>> Start DATASET ROWS
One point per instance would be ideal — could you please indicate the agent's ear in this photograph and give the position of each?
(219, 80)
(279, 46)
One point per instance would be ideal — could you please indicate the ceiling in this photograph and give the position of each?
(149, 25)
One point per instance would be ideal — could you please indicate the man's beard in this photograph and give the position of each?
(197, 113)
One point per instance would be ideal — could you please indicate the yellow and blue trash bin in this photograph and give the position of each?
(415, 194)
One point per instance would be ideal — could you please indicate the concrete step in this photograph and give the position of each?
>> End DATASET ROWS
## GOAL OF THE EXERCISE
Update the rows above so that each "photograph" becomes "image", with all other text kept the same.

## TASK SOLUTION
One point per instance would be ideal — could you please indicate the agent's ear in this image and give the position of each?
(219, 80)
(279, 46)
One point per instance would be ideal — could you please indicate the ceiling in this image and give the position of each?
(149, 25)
One point per instance would be ideal — could you please indicate the man's beard in this image and give the position of each?
(197, 113)
One point per instance would be ideal — could you please indicate the yellow and blue trash bin in this image and give the position of each?
(415, 194)
One point per instance would be ideal — could you please indicate the concrete step in this image and give the position of each?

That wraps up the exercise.